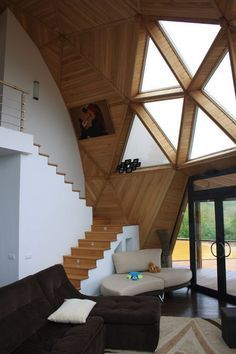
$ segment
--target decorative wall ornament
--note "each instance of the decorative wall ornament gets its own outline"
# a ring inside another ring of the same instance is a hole
[[[141,166],[141,162],[139,161],[139,159],[133,159],[133,161],[131,159],[128,159],[121,162],[117,166],[116,171],[119,173],[131,173],[140,166]]]
[[[94,138],[114,133],[108,105],[105,100],[70,109],[78,139]]]

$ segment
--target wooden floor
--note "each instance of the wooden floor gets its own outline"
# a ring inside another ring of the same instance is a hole
[[[162,316],[220,318],[220,308],[233,305],[186,288],[165,295]]]

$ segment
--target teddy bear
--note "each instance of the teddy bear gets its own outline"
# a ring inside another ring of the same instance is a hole
[[[159,273],[161,271],[161,268],[158,267],[154,262],[149,262],[148,263],[148,271],[150,273]]]

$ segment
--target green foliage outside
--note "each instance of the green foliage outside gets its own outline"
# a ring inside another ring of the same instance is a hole
[[[225,201],[224,229],[225,241],[236,241],[236,201]],[[202,240],[215,240],[215,207],[214,202],[200,203],[200,232]],[[188,206],[184,213],[178,238],[189,238]]]

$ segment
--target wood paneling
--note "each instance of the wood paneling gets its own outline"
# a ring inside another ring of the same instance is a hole
[[[222,14],[211,0],[141,0],[143,15],[158,18],[219,19]]]
[[[92,142],[91,142],[92,140]],[[85,139],[80,141],[80,146],[87,151],[96,161],[99,168],[106,174],[109,172],[112,157],[115,135],[104,135],[97,138]]]
[[[49,70],[56,81],[57,85],[60,86],[61,83],[61,58],[63,51],[63,42],[60,40],[53,41],[47,46],[41,48],[41,54],[48,63]]]
[[[130,92],[131,73],[136,54],[136,21],[84,33],[79,37],[81,55],[118,89],[121,95]]]
[[[152,223],[144,248],[154,248],[159,244],[157,230],[166,230],[171,238],[181,206],[182,198],[186,188],[188,177],[180,172],[176,172],[171,184],[165,194],[162,205]]]
[[[106,100],[114,134],[79,140],[87,204],[97,218],[140,225],[141,247],[156,247],[157,228],[173,231],[187,177],[235,166],[235,149],[188,161],[195,106],[199,105],[236,140],[236,125],[201,89],[229,47],[236,80],[236,4],[226,0],[2,0],[40,49],[68,109]],[[221,24],[194,78],[159,27],[158,19]],[[139,93],[148,34],[181,89]],[[143,107],[143,102],[184,97],[176,151]],[[168,168],[115,173],[134,114],[164,154]],[[175,171],[177,168],[181,171]],[[70,262],[75,260],[71,258]]]
[[[68,108],[117,98],[109,83],[73,47],[63,51],[61,92]]]
[[[140,226],[140,245],[144,245],[171,184],[174,172],[133,173],[112,176],[117,199],[127,220]]]

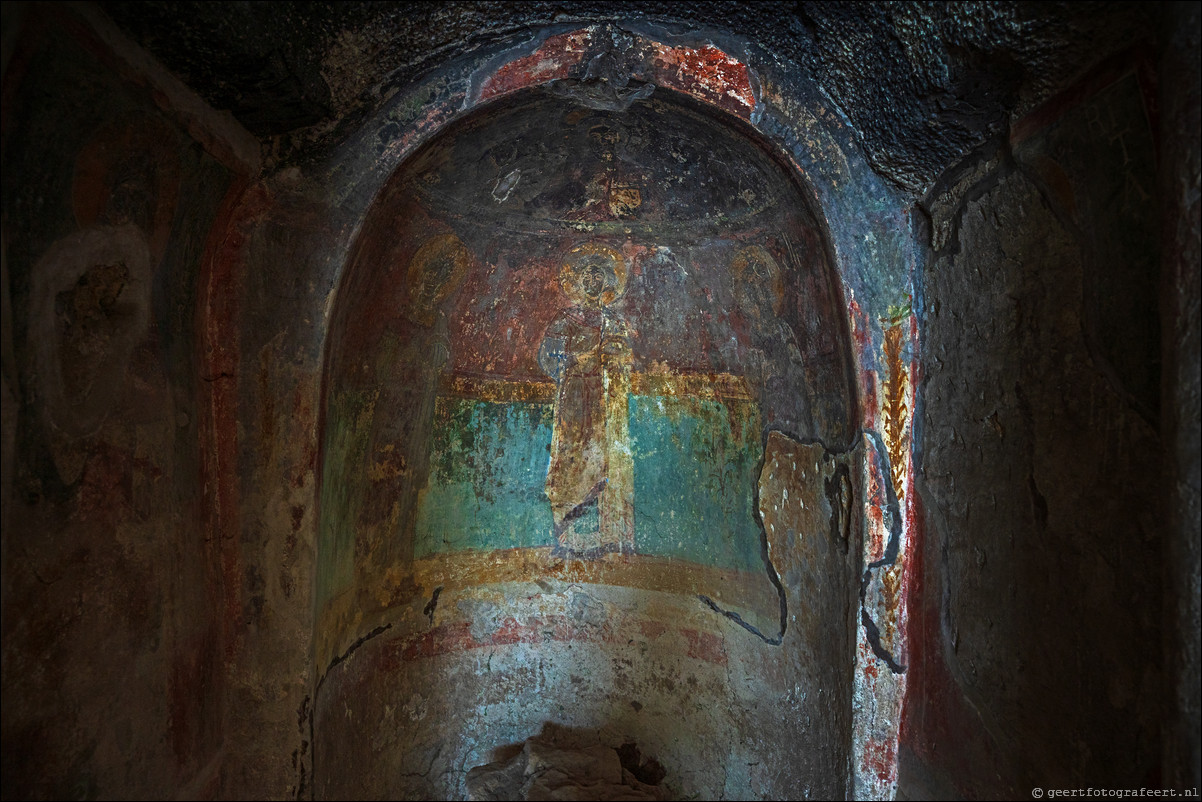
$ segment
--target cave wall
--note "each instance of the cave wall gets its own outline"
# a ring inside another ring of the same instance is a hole
[[[182,19],[112,7],[127,29]],[[768,440],[765,453],[817,458],[790,486],[806,513],[786,507],[784,529],[826,528],[772,559],[789,609],[823,611],[790,623],[782,649],[795,656],[775,663],[695,600],[644,588],[632,606],[620,585],[577,581],[597,579],[587,572],[485,588],[459,577],[437,596],[428,575],[403,598],[322,617],[326,332],[362,222],[403,160],[460,115],[583,79],[614,32],[582,8],[539,7],[537,25],[514,12],[453,58],[411,57],[397,40],[388,64],[404,68],[360,94],[375,45],[339,39],[323,69],[345,80],[302,109],[312,129],[271,141],[260,174],[258,141],[90,6],[5,4],[5,795],[428,794],[461,788],[533,721],[561,722],[561,739],[646,734],[678,765],[729,761],[672,780],[714,794],[889,796],[899,737],[903,796],[1025,798],[1087,775],[1155,785],[1161,762],[1164,782],[1196,787],[1189,5],[1166,4],[1156,55],[1095,65],[1047,105],[1153,15],[1118,4],[1118,16],[1040,28],[1034,6],[861,17],[823,4],[788,25],[757,16],[764,47],[651,12],[624,21],[623,70],[744,120],[820,210],[860,401],[863,436],[839,457],[861,502],[840,521],[855,525],[830,530],[839,460],[809,443]],[[857,42],[882,26],[904,35],[846,47],[849,26]],[[1023,71],[1021,87],[1007,83]],[[873,100],[912,80],[927,82],[917,105]],[[315,85],[301,87],[309,100]],[[945,103],[966,95],[984,111]],[[1007,119],[1008,139],[979,148]],[[1141,265],[1157,243],[1163,268]],[[757,494],[783,501],[773,481]],[[780,528],[775,514],[763,521]],[[804,592],[844,574],[836,594]],[[659,629],[665,619],[679,629]],[[847,629],[832,633],[838,621]],[[823,637],[821,656],[807,652]],[[566,674],[533,670],[542,655]],[[598,666],[603,682],[573,680]],[[448,746],[434,725],[449,697],[425,693],[423,672],[494,723]],[[735,703],[690,707],[696,687]],[[580,700],[575,713],[562,698]],[[832,733],[850,748],[832,748]]]
[[[1202,783],[1202,52],[1199,9],[1173,4],[1159,54],[1161,432],[1167,488],[1164,656],[1168,684],[1161,776]]]
[[[211,794],[227,638],[196,310],[257,145],[86,16],[4,26],[3,793]]]
[[[1154,75],[1103,62],[925,201],[908,798],[1158,784]]]

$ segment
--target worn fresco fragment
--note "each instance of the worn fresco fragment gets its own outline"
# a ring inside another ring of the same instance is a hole
[[[880,432],[866,432],[867,508],[864,569],[860,580],[861,627],[856,650],[855,787],[857,796],[892,799],[906,689],[906,585],[910,510],[911,420],[915,363],[914,315],[909,303],[891,305],[881,326],[877,377]]]
[[[563,89],[497,99],[488,124],[465,118],[381,190],[327,390],[372,404],[327,407],[370,421],[362,465],[326,462],[366,483],[329,507],[356,523],[323,531],[354,530],[370,604],[438,570],[431,587],[497,581],[501,566],[654,584],[659,566],[673,578],[657,581],[779,642],[756,503],[765,438],[852,442],[821,229],[768,151],[688,102],[610,108]],[[443,295],[432,282],[418,314],[418,273],[398,266],[431,236],[453,236],[468,267]],[[356,427],[325,431],[328,456],[358,458],[331,440]]]
[[[412,558],[411,539],[392,533],[412,531],[417,514],[417,494],[429,466],[435,398],[443,369],[451,359],[447,316],[442,306],[463,281],[470,261],[471,255],[454,234],[441,234],[426,240],[406,268],[407,303],[402,324],[408,336],[391,355],[392,365],[377,401],[391,414],[373,416],[367,444],[370,470],[377,480],[400,479],[385,485],[399,492],[395,496],[370,494],[360,513],[364,524],[388,520],[388,530],[378,544],[372,544],[378,545],[372,553],[379,567]],[[402,414],[396,414],[396,410]]]
[[[678,395],[639,374],[635,385],[628,410],[635,552],[762,569],[753,500],[740,492],[753,486],[761,459],[756,405],[712,390],[708,399]],[[439,398],[418,558],[556,543],[544,494],[552,421],[550,401]]]
[[[366,397],[365,397],[366,396]],[[367,439],[378,391],[339,392],[330,401],[327,413],[330,429],[326,433],[326,464],[366,465]],[[326,559],[317,565],[317,597],[327,602],[337,591],[349,587],[355,578],[356,511],[362,504],[368,483],[336,481],[327,469],[328,481],[321,487],[322,528]],[[371,476],[371,481],[378,481]]]
[[[544,494],[552,405],[440,397],[414,556],[555,543]]]
[[[208,118],[159,94],[165,73],[115,68],[124,51],[81,14],[4,13],[6,797],[196,776],[240,623],[204,428],[208,385],[233,382],[205,370],[198,298],[240,177],[199,138]]]
[[[794,409],[788,423],[776,420],[777,428],[796,433],[813,426],[809,392],[804,380],[797,333],[781,317],[785,303],[784,275],[772,255],[762,246],[740,250],[731,265],[735,301],[747,323],[747,347],[739,351],[739,365],[748,384],[756,388],[761,409],[788,399]],[[790,392],[792,390],[793,392]]]
[[[864,569],[860,580],[860,627],[852,728],[857,799],[893,799],[897,791],[898,727],[905,692],[905,667],[898,627],[902,610],[889,592],[900,567],[904,532],[887,449],[875,433],[865,436],[866,507]]]
[[[179,193],[172,136],[146,115],[100,126],[74,162],[70,201],[79,229],[52,244],[31,274],[27,336],[48,445],[68,485],[126,389],[150,323],[153,273]]]
[[[558,387],[547,499],[554,537],[571,552],[634,546],[630,336],[611,306],[626,289],[626,273],[611,248],[573,248],[560,274],[572,306],[551,321],[538,352]]]
[[[631,399],[640,552],[763,570],[754,499],[762,461],[758,424],[747,400]]]

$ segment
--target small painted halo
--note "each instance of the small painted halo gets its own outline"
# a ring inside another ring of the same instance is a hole
[[[434,291],[432,305],[441,303],[459,286],[471,262],[472,255],[454,234],[441,234],[426,240],[413,254],[406,270],[411,302],[414,288],[429,281]]]
[[[749,245],[735,254],[730,265],[735,278],[736,296],[744,296],[747,288],[763,287],[772,293],[772,311],[779,315],[785,301],[785,276],[772,254],[760,245]]]
[[[563,291],[576,306],[587,306],[589,299],[581,286],[581,278],[590,264],[600,264],[605,270],[601,305],[613,303],[626,291],[626,260],[613,248],[595,242],[586,242],[568,251],[559,271],[559,283]]]

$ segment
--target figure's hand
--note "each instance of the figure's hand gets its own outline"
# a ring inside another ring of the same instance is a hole
[[[601,341],[601,353],[620,360],[630,358],[630,341],[625,337],[606,337]]]
[[[566,367],[573,368],[575,371],[588,373],[597,366],[600,361],[600,354],[596,349],[584,351],[579,354],[573,354]]]

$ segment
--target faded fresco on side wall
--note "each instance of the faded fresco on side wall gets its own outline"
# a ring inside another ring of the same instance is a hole
[[[14,14],[11,60],[5,12],[0,774],[147,797],[223,742],[195,310],[237,178],[76,11]]]
[[[541,93],[411,158],[334,322],[319,603],[575,572],[779,637],[766,438],[852,430],[846,313],[785,175],[681,101]]]

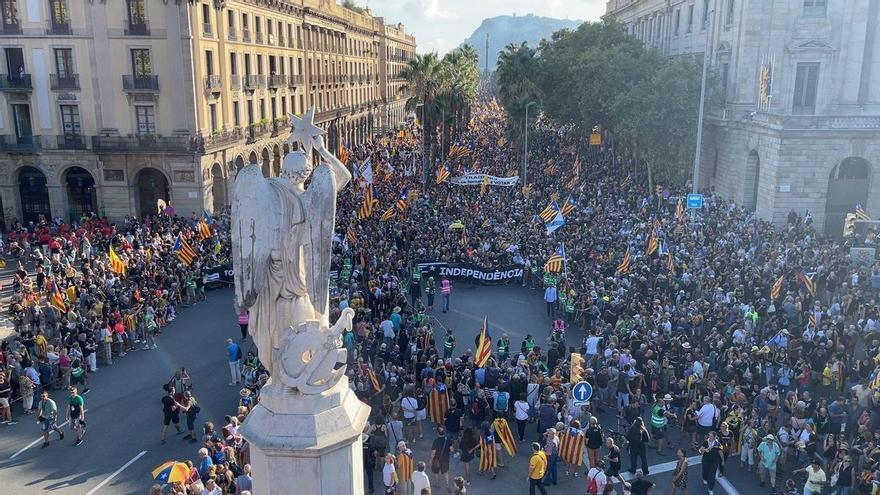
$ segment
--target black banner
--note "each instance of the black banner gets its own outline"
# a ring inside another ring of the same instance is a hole
[[[202,281],[211,289],[232,285],[235,282],[232,264],[202,267]]]
[[[486,285],[508,284],[522,280],[521,265],[483,267],[472,263],[419,263],[423,277],[443,276]]]

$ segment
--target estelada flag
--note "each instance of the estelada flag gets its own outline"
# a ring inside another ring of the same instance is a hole
[[[107,256],[110,257],[110,270],[113,273],[118,273],[120,275],[125,274],[125,262],[116,254],[116,251],[113,250],[113,246],[110,246],[110,251],[107,253]]]
[[[52,297],[49,298],[49,304],[61,311],[67,311],[67,305],[64,304],[64,296],[61,295],[61,291],[58,290],[58,284],[55,282],[52,282]]]
[[[436,424],[443,424],[443,417],[449,409],[449,390],[446,385],[438,383],[434,390],[428,394],[428,414],[431,421]]]
[[[205,223],[204,220],[199,220],[199,239],[204,241],[205,239],[210,239],[213,232],[211,232],[211,226]]]
[[[413,458],[410,454],[401,452],[397,456],[397,478],[401,482],[407,482],[412,479],[413,474]]]
[[[495,437],[491,434],[488,436],[480,435],[480,472],[495,469],[498,465],[498,459],[495,455]]]
[[[568,428],[559,436],[559,457],[570,466],[580,466],[584,459],[584,433],[576,428]]]
[[[501,440],[501,445],[504,445],[504,450],[507,451],[507,454],[511,457],[516,456],[516,440],[513,439],[513,432],[510,431],[507,420],[497,418],[492,422],[492,426],[495,428],[495,437]]]

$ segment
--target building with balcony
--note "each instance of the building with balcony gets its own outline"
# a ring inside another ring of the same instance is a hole
[[[394,128],[384,54],[415,39],[388,28],[333,0],[0,0],[0,225],[223,209],[312,105],[334,150]]]
[[[880,2],[610,0],[606,15],[670,56],[702,54],[721,85],[701,183],[784,223],[809,210],[840,236],[880,217]]]

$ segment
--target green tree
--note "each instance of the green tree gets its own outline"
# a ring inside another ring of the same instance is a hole
[[[516,45],[511,43],[498,54],[498,65],[495,67],[495,79],[498,84],[498,95],[501,105],[510,116],[510,134],[518,140],[522,134],[520,123],[525,118],[526,105],[534,101],[541,102],[543,93],[539,86],[537,51],[525,42]],[[537,115],[537,109],[532,109]]]

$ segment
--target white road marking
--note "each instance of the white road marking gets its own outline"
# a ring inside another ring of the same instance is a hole
[[[132,464],[137,462],[138,459],[140,459],[141,457],[143,457],[145,455],[147,455],[147,451],[142,450],[140,454],[132,457],[132,459],[130,461],[123,464],[122,467],[117,469],[116,471],[113,471],[113,473],[110,476],[108,476],[107,478],[105,478],[104,481],[98,483],[98,486],[96,486],[96,487],[92,488],[91,490],[89,490],[88,492],[86,492],[86,495],[93,495],[95,492],[97,492],[98,490],[103,488],[104,485],[113,481],[113,478],[119,476],[119,473],[125,471],[129,466],[131,466]]]
[[[703,462],[703,456],[701,456],[701,455],[695,455],[693,457],[688,457],[688,466],[698,466],[702,462]],[[668,473],[669,471],[675,471],[675,466],[677,466],[677,465],[678,465],[678,459],[676,459],[674,461],[664,462],[662,464],[654,464],[653,466],[648,466],[648,473],[650,473],[650,474],[648,474],[648,476],[651,476],[653,474]],[[635,478],[635,476],[630,474],[629,471],[623,472],[622,476],[623,476],[624,481],[630,481],[633,478]]]
[[[91,392],[91,391],[92,391],[92,390],[89,389],[89,390],[83,392],[82,395],[86,395],[87,393],[89,393],[89,392]],[[88,412],[88,411],[89,411],[88,409],[84,409],[84,410],[83,410],[83,412]],[[68,421],[65,421],[65,422],[61,423],[60,425],[58,425],[58,428],[59,428],[59,429],[60,429],[60,428],[64,428],[65,426],[67,426],[67,423],[69,423],[69,422],[70,422],[70,421],[68,420]],[[49,434],[51,435],[52,432],[50,431]],[[43,441],[43,436],[40,435],[39,438],[37,438],[37,439],[34,440],[33,442],[31,442],[31,443],[25,445],[24,448],[22,448],[22,449],[19,450],[18,452],[12,454],[12,457],[10,457],[9,460],[11,461],[12,459],[15,459],[16,457],[20,456],[25,450],[27,450],[27,449],[33,447],[34,445],[36,445],[36,444],[38,444],[38,443],[40,443],[40,442],[42,442],[42,441]]]
[[[733,487],[733,485],[727,481],[727,478],[718,478],[716,482],[721,485],[721,488],[724,488],[724,491],[727,492],[727,495],[739,495],[739,490]]]

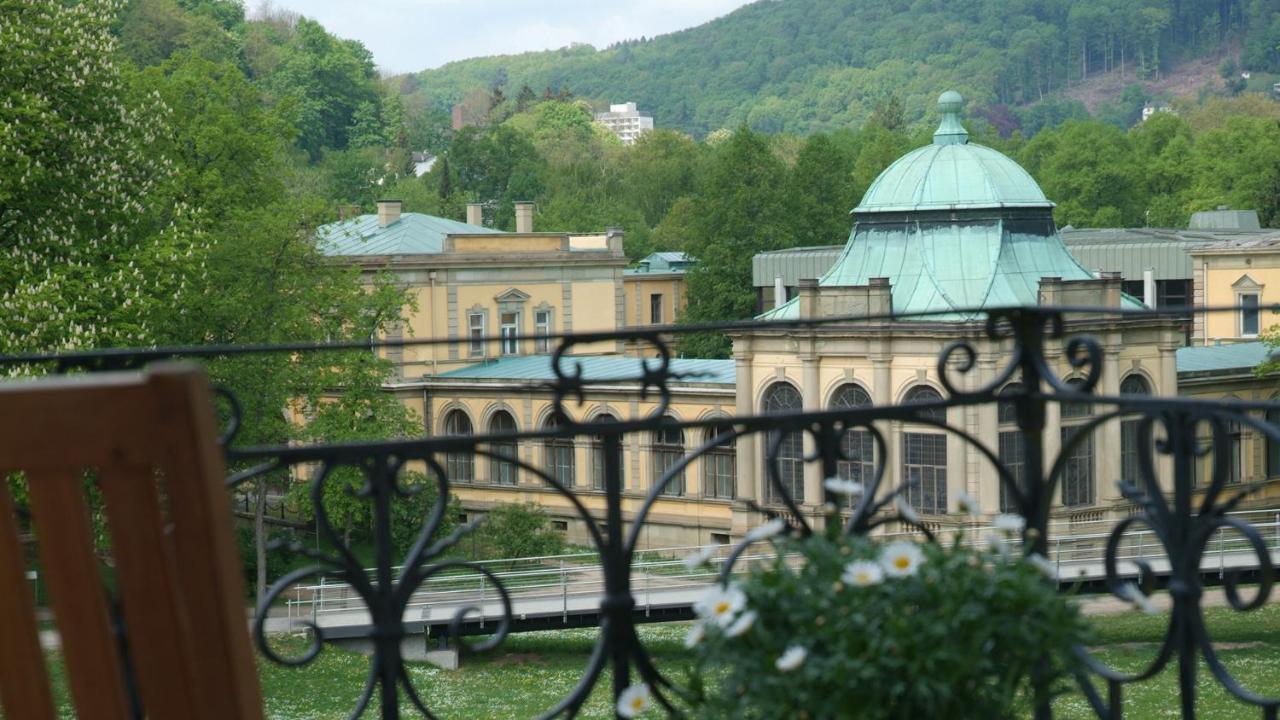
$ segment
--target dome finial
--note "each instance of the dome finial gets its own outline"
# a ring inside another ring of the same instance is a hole
[[[942,122],[933,133],[934,145],[964,145],[969,142],[969,131],[960,124],[960,110],[964,107],[964,98],[955,90],[948,90],[938,96],[938,112],[942,113]]]

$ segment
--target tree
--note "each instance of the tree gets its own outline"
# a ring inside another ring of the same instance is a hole
[[[794,244],[786,188],[778,182],[785,176],[768,139],[746,127],[716,148],[699,183],[702,214],[685,243],[698,263],[685,275],[689,303],[681,322],[751,317],[751,257]],[[695,357],[723,357],[729,341],[721,334],[694,336],[680,349]]]
[[[149,152],[108,0],[0,1],[0,352],[154,342],[203,272],[198,213]]]
[[[372,102],[363,102],[356,107],[351,116],[351,127],[347,128],[347,147],[352,149],[380,148],[386,144],[386,135],[381,118],[378,117],[378,106]]]
[[[810,135],[800,148],[788,182],[788,215],[798,244],[832,245],[848,237],[849,210],[859,200],[851,150],[849,144],[837,144],[823,133]]]
[[[564,552],[564,538],[551,527],[551,516],[533,503],[495,505],[485,515],[476,538],[485,558],[527,558]]]

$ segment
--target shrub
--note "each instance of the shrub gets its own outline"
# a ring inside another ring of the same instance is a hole
[[[699,605],[705,717],[1011,717],[1041,660],[1061,679],[1083,638],[1043,561],[958,539],[775,542],[778,559]]]
[[[533,503],[496,505],[476,531],[486,558],[520,558],[564,552],[564,538],[547,511]]]

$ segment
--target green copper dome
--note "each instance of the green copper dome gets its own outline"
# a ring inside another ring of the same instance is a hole
[[[969,142],[960,123],[964,99],[938,98],[942,122],[933,143],[898,158],[871,183],[854,214],[916,210],[1053,207],[1031,175],[989,147]]]

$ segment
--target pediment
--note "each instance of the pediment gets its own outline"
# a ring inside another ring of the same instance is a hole
[[[1244,275],[1241,275],[1239,280],[1236,280],[1235,282],[1231,283],[1231,287],[1235,288],[1235,290],[1238,292],[1249,292],[1251,290],[1261,291],[1262,283],[1258,282],[1257,280],[1254,280],[1252,277],[1250,277],[1246,273]]]
[[[493,299],[500,303],[522,303],[528,300],[529,297],[529,293],[522,292],[517,288],[507,288],[497,295],[494,295]]]

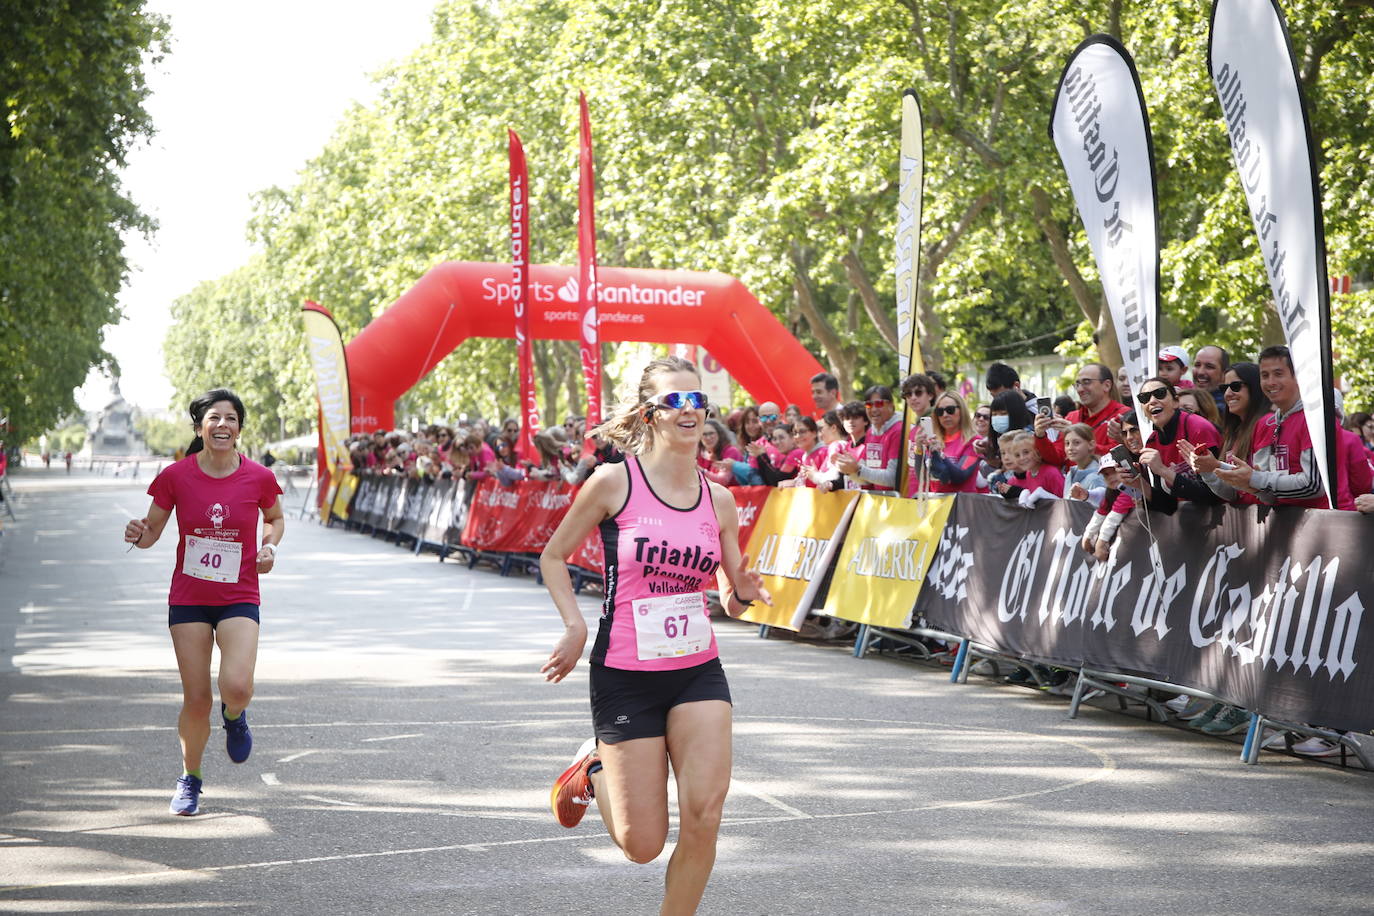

◆ **DESCRIPTION OF THE TASK**
Check every line above for the string "estelada" and copy those that have it.

◆ **EXERCISE ANSWER**
--target estelada flag
--note "each instance of the estelada flag gets its own outline"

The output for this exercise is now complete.